#### To do
Revise the notes on the evolutionary narrative: write out the passage starting with "Human evolution: hundreds" and going on through "updated, or overturned.", and change "Cosmic evolution" to "Universal evolution".

#### Excerpted text
[Start of Attachment]

Christan "Ichthus" Fish Sign, of ancient origin
but now primarily a symbol of white American evangelical tribe membership,
comparable to Our Lady of Guadalupe as symbol of Mexican American Catholicism

 


"Darwin fish" symbolizing evolution
as finned water creature evolving to land creature with legs

Jesus fish eats Darwin-fish
ironically fulfilling evolutionary-capitalist narrative of
"big fish eats little fish"

Evolutionary Narrative

shape of story: cycle (seasons, orbits, rise & fall of species) or spiral

metaphors: spiral, DNA double helix, cycle

sources: rational-classical traditions; empirical science: geology, paleontology, genetics

Scales of time:

Biblical Time: thousands of years +- "last generation" perpetually extended + human history bookended by eternity

Human evolution: hundreds of thousands of years

Biological evolution (life on Earth): 3+ billion years?

Formation of Earth: 4.5 billion years?

Cosmic evolution (age of universe): 12-20 billion years

popularity: Despite its empirical truth-base, evolution is less popular than Creation-Apocalypse as a time-frame. Why?

verifiability: In contrast to literal or fundamental interpretation of scripture where only knowledge that confirms belief or tradition is accepted, science is "falsifiable"—it can be proven wrong, which leads to better science. All scientific knowledge is eventually revised, updated, or overturned.

Evolution is always happening in and between all things, so it's hard to learn or master in any final sense. With scripture or revelation, you can simply say yes or no, but with evolution, how much do you know? How broad or up to date is your knowledge? Since knowing evolution typically doesn't change or challenge people's everyday lives, most just give it a pass.

What kind of future is promised? (Progress / Decline)

"Progress" is the most positive outcome, but progress is not guaranteed, esp. as time-scales increase.

Contrast with apocalyptic "decline."

What general trends in evolution? 

Unity > Diversity

Simplicity > Complexity [entropy?]

Speciation

Specialization

[These trends can all be terminated or diverted by changes in environment, often sudden.]

Compare literary appeals of Creation-Apocalypse and Evolution

Evolution has more scientific prestige, but the Creation-Apocalypse narrative of human life offers more literary appeal.

 

Definite vs. open-ended story-line: Aristotle in Poetics (c. 340BC) writes that a story must have "a beginning, a middle, and an end."

Creation-Apocalypse has a definite beginning and a definite conclusion. Rev. 22.13 "I am Alpha and Omega, the beginning and the end, the first and the last." (The middle is human history?)

Evolution has much less definite beginning and ending: when and how did life begin? Will all life end someday or simply respond to changing environments by evolving to new forms?

[End of Attachment]

#### Raw data
[Start of Attachment]

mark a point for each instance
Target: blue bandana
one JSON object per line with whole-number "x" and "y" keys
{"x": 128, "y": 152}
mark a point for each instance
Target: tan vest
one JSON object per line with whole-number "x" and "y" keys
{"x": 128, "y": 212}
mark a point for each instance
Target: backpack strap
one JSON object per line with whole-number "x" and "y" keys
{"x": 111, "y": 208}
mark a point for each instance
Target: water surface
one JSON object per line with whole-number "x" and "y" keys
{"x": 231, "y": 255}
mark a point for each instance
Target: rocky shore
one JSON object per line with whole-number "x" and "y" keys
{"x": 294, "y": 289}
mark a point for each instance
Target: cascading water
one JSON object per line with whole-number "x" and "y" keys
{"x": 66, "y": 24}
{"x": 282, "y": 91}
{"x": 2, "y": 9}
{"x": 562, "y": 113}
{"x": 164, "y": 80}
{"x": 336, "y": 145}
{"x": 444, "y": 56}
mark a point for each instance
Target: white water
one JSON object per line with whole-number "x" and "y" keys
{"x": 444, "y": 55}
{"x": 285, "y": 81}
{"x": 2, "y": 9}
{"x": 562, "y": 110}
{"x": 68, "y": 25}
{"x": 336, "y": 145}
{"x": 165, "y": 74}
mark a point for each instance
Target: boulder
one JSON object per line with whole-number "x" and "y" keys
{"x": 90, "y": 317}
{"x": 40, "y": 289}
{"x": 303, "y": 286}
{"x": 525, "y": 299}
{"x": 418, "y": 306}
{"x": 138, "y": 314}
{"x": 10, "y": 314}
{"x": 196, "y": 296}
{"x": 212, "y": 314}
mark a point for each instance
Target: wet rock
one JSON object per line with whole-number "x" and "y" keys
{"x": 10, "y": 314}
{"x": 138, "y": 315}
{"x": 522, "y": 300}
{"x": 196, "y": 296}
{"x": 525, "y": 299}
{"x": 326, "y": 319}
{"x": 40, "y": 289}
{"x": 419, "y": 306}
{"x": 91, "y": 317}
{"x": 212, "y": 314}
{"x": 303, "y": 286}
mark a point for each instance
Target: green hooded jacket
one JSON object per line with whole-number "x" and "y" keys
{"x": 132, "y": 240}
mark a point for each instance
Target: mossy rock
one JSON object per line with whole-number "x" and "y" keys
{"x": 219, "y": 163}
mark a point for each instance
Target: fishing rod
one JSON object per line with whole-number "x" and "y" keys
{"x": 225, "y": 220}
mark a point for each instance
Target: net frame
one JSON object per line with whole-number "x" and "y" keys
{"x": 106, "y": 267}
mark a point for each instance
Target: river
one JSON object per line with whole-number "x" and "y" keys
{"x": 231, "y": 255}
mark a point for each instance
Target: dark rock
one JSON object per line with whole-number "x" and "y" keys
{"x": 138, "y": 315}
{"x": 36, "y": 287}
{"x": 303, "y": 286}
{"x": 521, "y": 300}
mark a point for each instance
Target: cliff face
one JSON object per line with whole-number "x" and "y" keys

[End of Attachment]

#### Answer to this task
Human evolution: hundreds of thousands of years

Biological evolution (life on Earth): 3+ billion years?

Formation of Earth: 4.5 billion years?

Universal evolution (age of universe): 12-20 billion years

popularity: Despite its empirical truth-base, evolution is less popular than Creation-Apocalypse as a time-frame. Why?

verifiability: In contrast to literal or fundamental interpretation of scripture where only knowledge that confirms belief or tradition is accepted, science is "falsifiable"—it can be proven wrong, which leads to better science. All scientific knowledge is eventually revised, updated, or overturned.